*Task goal*. The line containing "Point to the distant" marks the start of the required copy, which runs to the final line of the entries; return those lines exactly, without any pictures.

-- Input follows --

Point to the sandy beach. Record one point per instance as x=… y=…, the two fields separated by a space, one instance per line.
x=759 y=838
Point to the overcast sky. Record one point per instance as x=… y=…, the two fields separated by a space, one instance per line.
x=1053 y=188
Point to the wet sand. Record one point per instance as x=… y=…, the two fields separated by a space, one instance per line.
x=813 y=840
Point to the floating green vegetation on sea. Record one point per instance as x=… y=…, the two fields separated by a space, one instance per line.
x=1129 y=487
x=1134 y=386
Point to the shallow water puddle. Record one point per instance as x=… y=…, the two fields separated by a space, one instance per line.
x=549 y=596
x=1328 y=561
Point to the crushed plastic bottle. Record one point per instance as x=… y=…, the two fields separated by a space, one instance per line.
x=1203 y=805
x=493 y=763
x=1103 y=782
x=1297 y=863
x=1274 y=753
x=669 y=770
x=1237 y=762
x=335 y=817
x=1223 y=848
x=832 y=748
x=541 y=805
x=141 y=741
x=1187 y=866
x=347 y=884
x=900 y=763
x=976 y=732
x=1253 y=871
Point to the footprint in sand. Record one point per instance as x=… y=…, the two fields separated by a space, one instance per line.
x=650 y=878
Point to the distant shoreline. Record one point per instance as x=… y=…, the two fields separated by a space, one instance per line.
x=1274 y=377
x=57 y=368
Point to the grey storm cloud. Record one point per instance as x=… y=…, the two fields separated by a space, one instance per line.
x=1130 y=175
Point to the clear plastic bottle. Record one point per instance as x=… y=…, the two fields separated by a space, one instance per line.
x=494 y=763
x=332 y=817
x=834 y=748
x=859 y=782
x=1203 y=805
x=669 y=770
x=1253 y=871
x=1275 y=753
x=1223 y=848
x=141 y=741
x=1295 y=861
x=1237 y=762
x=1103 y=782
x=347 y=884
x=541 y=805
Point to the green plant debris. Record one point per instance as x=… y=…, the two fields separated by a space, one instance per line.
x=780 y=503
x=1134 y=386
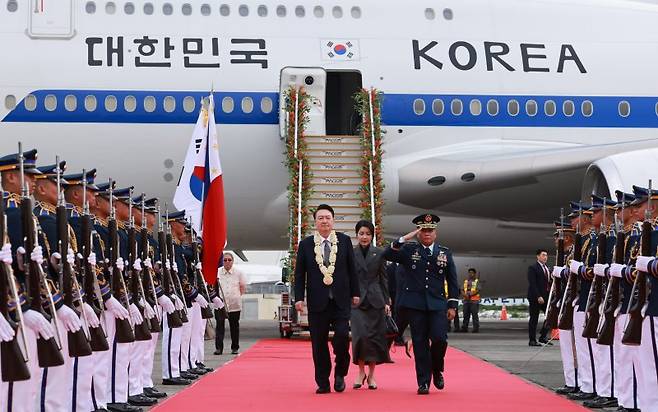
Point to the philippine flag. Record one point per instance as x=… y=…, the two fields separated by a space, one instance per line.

-- Input concluded --

*Answer box*.
Point to the distant shoreline. Record one point per instance as x=… y=…, the two fields separated by a space, one instance per line.
x=1274 y=377
x=57 y=368
Point to the grey storm cloud. Record one point per instance as x=… y=…, the two fields separated by a space, one instance per line.
x=1130 y=175
Point to the clear plastic bottle. Record one point per instance as x=… y=…, the two fields separated by a space, one instance per line.
x=494 y=763
x=332 y=817
x=834 y=748
x=859 y=782
x=1203 y=805
x=669 y=770
x=1253 y=871
x=1275 y=753
x=1223 y=848
x=141 y=741
x=1295 y=861
x=1237 y=762
x=1103 y=782
x=347 y=884
x=541 y=805
Point to the green plant debris. Record one point per instance as x=… y=…, the two fields separated by a space, one instance per line.
x=780 y=503
x=1134 y=386
Point to the philippine flag. Record one point per instance as x=… y=…, the two fields separated by a space, one instance per line.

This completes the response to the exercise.